**Lista de tareas:**
(a) Según el extracto sobre el menú, ¿en qué se presentó la sangría gel de cava rose con frutos rojos?
(b) Indica si cada afirmación concuerda con el extracto sobre el menú y cita las palabras exactas del texto que lo deciden: (i) la sangría de cava debe quedar líquida; (ii) en la patata brava las láminas de patata se apilan; (iii) la patata brava se sirve con una sola salsa.

**Extracto de la fuente:**
^^^^

Copa de Sangría gel de cava rose con frutos rojos
El menú comenzó con la Sangría gel de cava rose con frutos rojos presentado en copa cóctel. Aquí la dificultad reside en el punto de espesura de la Sagría de cava. No debe quedar líquida, pero llegar hasta la gelatinización. Ejercicio que se supera con nota presentándola en un impecable estado de gel. La acidez de los frutos rojos variados entra en un feliz diálogo con el afrutado cava. Buena elección para predisponer y limpiar el paladar en el inicio de la comida.

Patata brava sobre natillas de cebolla
La patata brava sobre natillas de cebolla me hace sonreír. Esta temporada he sufrido varios intentos de reinterpretación de este clásico que rozan el nivel de vergonzantes. Éste es el único en el que verdaderamente se respeta el espíritu del original. Con sentido cubista, aquí las láminas gruesas de patata se apilan, como en un setentero Tente, conformando la forma de una clásica brava. El juego de salsas es sublime, tanto en su variedad como en su potencia. Pero si algo hay destacable entre ellas es el honrado picante que se gasta. Sé que la batalla está perdida, pero es que uno no se cansará jamás de indignarse ante la oleada de gente que odia, sin criterio, el picante y pide sin concesiones raciones y raciones de papas bravas. La consecuencia es obvia, los bares rebajan el picante hasta hacerlo desparecer para con tentar a estos pseudocomedores. Pidiendo hoy unas bravas en un local cualquiera se corre demasiado riesgo de ver aparecer unas patatas hervidas con un kilo de mayonesa que, por lo visto, es lo que se lleva. Señores, me parece muy bien que se peguen tantos atracones hipercalóricos como quieran, pero en honor a la santa verdad no les llamen bravas. Ya sé que aspiran a ser buenos comedores y amantes del picante, pero donde no hay mata no hay patata. Sigan pidiendo esos sucedáneos y acompañen sus tubérculos con salsas blancas y blandas, pero déjennos las bravas a los demás. Aquí se presentan para todos los gustos. Una salsa con el picante integrado y una blanca con el diablo rojo trazando un camino sobre ella.

^^^^

**Líneas de datos:**
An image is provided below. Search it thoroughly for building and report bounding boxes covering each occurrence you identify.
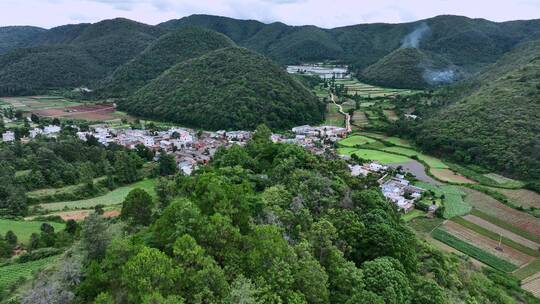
[2,131,15,142]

^^^^

**Soluciones en orden:**
(a) En copa cóctel.

(b)
(i) No: «No debe quedar líquida, pero llegar hasta la gelatinización».
(ii) Sí: «las láminas gruesas de patata se apilan».
(iii) No: «Una salsa con el picante integrado y una blanca con el diablo rojo trazando un camino sobre ella».